# RECORD LIST start

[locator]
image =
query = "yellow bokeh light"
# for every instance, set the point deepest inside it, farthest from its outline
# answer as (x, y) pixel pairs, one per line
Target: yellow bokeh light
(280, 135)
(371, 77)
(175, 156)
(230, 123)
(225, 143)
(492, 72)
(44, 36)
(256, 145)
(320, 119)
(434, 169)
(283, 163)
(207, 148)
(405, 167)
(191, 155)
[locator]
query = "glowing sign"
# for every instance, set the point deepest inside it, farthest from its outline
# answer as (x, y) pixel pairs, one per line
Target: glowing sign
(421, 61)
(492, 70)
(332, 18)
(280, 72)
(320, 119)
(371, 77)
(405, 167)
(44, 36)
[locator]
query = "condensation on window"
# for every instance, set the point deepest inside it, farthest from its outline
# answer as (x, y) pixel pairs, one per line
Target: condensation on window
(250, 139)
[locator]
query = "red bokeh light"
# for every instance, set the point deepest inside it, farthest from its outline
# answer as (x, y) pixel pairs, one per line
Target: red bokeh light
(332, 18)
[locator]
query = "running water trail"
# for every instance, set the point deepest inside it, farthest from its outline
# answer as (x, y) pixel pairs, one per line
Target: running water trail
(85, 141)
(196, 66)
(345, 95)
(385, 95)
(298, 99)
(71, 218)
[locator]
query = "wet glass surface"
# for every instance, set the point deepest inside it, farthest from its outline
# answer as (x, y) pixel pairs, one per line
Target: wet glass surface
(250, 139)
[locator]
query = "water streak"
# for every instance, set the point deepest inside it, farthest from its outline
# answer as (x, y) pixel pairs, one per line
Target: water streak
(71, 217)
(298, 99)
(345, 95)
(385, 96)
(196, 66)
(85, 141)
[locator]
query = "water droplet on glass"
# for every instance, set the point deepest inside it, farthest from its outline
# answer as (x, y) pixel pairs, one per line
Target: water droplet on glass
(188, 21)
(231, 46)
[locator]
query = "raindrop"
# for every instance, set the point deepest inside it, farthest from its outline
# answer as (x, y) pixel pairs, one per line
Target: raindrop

# RECORD LIST end

*WRITTEN REQUEST*:
Write out all the records above again, exactly as they stand.

*SOLVED PROBLEM*:
[locator]
image =
query = "yellow bokeh light"
# for every instance, set the point deepest inside it, farthest from its outline
# answer as (x, y) pixel pairs, one per line
Target: yellow bokeh light
(280, 135)
(371, 77)
(175, 156)
(230, 123)
(225, 143)
(492, 72)
(44, 36)
(256, 145)
(320, 119)
(434, 169)
(283, 163)
(207, 148)
(405, 167)
(191, 155)
[locator]
query = "glowing sign"
# for every instance, set the point deepest inside it, farthest from its outline
# answer as (x, y) pixel pairs, one per line
Target: glowing sign
(421, 61)
(492, 70)
(332, 18)
(280, 72)
(320, 119)
(371, 77)
(405, 167)
(44, 36)
[locator]
query = "condensation on window"
# for every instance, set the point deepest inside it, farthest from its outline
# answer as (x, y) pixel pairs, one per line
Target: condensation on window
(250, 139)
[locator]
query = "red bokeh light"
# for every instance, set the point deepest inside it, farthest from its outline
# answer as (x, y) pixel pairs, one per line
Target: red bokeh light
(332, 18)
[locator]
query = "running water trail"
# for every instance, set the point deepest inside it, farthest from its outline
# answer as (x, y) pixel pairs, one per line
Target: running water trail
(85, 141)
(196, 66)
(345, 95)
(385, 95)
(298, 99)
(71, 218)
[locator]
query = "wet glass surface"
# for every instance, set the point deepest inside it, farthest from its outline
# answer as (x, y) pixel pairs, one per line
Target: wet glass surface
(250, 139)
[locator]
query = "water streak"
# for every instance, set the point deepest inside it, farthest from its outline
# answer as (x, y) pixel pairs, one per line
Target: water streak
(71, 217)
(298, 99)
(345, 95)
(385, 96)
(196, 66)
(85, 141)
[locator]
query = "water droplet on glass"
# for every instance, set the point deepest inside it, farthest from its outline
# answer as (x, y) pixel pairs, one per line
Target: water droplet on glass
(188, 21)
(231, 46)
[locator]
query = "raindrop"
# for every instance, set the point deepest inside it, farthest from its outline
# answer as (x, y) pixel pairs, one per line
Target: raindrop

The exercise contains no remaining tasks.